Cosa richiede: Riporta parola per parola la parte del brano fornito che si apre con le parole contenenti "Avverso la sentenza" e si chiude con "del teste Brovarone.".

Avverso la sentenza ha proposto ricorso l'imputato chiedendone l'annullamento
per i seguenti motivi:
1. Mancanza di motivazione in ordine alla sussistenza dell'ipotesi di cui
all'art. 49 c.p., per la grossolanità del falso;
2. Illogicità e contraddittorietà della motivazione rispetto alla sussistenza
dell'elemento soggettivo del reato, posto che la sentenza di primo grado aveva
assolto il Comini per altre tre opere e contraddittoriamente non aveva
considerato il fatto che non risultava che il Comini avesse consegnato in contro
vendita le opere; la censura era stata già avanzata in appello, ma tali giudici
avevano ripetuto lo stesso error in iudicando del primo, travisando le
dichiarazioni del teste Brovarone.
CONSIDERATO IN DIRITTO
I motivi di ricorso non sono fondati.
1. Questa Corte ha affermato il principio di diritto in base al quale, quando le
sentenze di primo e secondo grado concordino nell'analisi e nella valutazione
degli elementi di prova posti a fondamento delle rispettive decisioni, la
struttura motivazionale della sentenza di appello si salda con quella precedente
per formare un unico complessivo corpo argomentativo (Così, tra le altre, Sez.

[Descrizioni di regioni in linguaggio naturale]
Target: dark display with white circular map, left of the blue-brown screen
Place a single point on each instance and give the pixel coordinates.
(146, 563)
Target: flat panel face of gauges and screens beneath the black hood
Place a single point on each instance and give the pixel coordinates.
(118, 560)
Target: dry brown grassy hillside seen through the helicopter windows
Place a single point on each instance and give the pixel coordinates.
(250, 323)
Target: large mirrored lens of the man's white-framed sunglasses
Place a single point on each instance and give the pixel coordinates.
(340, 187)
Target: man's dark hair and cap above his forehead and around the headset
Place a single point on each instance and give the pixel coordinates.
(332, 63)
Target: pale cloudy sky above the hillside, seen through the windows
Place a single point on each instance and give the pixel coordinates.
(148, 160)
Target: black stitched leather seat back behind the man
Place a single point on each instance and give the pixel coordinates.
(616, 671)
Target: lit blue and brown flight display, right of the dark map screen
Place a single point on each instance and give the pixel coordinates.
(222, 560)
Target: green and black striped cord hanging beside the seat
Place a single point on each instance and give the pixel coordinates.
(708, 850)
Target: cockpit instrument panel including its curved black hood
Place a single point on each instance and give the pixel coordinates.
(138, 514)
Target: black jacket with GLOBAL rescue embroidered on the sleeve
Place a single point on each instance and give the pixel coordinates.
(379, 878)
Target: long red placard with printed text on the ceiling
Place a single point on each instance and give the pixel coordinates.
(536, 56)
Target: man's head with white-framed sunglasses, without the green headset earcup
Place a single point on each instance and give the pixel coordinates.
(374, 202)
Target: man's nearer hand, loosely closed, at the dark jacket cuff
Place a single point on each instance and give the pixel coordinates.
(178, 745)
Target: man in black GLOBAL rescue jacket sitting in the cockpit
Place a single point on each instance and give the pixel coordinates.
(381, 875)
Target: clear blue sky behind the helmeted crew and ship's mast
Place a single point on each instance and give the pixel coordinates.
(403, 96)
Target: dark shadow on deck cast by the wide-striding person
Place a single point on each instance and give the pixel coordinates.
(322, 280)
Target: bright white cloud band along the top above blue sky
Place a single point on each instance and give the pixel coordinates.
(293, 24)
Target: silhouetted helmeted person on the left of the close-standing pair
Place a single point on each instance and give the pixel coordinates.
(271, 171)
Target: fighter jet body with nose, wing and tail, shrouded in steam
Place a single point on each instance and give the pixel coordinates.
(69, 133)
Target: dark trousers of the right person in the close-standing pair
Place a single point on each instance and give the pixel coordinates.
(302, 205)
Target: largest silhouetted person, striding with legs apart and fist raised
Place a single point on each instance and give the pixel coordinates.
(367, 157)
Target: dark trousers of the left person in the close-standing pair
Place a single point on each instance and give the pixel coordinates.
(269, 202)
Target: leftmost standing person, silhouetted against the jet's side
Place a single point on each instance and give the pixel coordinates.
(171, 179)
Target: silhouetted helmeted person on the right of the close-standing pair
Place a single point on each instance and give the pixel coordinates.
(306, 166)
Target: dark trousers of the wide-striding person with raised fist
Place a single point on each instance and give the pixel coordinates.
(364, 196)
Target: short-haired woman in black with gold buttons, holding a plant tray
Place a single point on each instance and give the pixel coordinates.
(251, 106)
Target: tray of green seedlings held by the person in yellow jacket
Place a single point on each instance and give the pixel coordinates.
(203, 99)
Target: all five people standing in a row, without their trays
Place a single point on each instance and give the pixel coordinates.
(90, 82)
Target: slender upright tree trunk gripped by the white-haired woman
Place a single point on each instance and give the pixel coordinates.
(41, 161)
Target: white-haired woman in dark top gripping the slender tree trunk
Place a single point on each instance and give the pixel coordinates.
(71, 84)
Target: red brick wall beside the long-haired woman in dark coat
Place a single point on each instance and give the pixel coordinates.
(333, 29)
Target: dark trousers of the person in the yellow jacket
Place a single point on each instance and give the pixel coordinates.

Risposta:
Avverso la sentenza ha proposto ricorso l'imputato chiedendone l'annullamento
per i seguenti motivi:
1. Mancanza di motivazione in ordine alla sussistenza dell'ipotesi di cui
all'art. 49 c.p., per la grossolanità del falso;
2. Illogicità e contraddittorietà della motivazione rispetto alla sussistenza
dell'elemento soggettivo del reato, posto che la sentenza di primo grado aveva
assolto il Comini per altre tre opere e contraddittoriamente non aveva
considerato il fatto che non risultava che il Comini avesse consegnato in contro
vendita le opere; la censura era stata già avanzata in appello, ma tali giudici
avevano ripetuto lo stesso error in iudicando del primo, travisando le
dichiarazioni del teste Brovarone.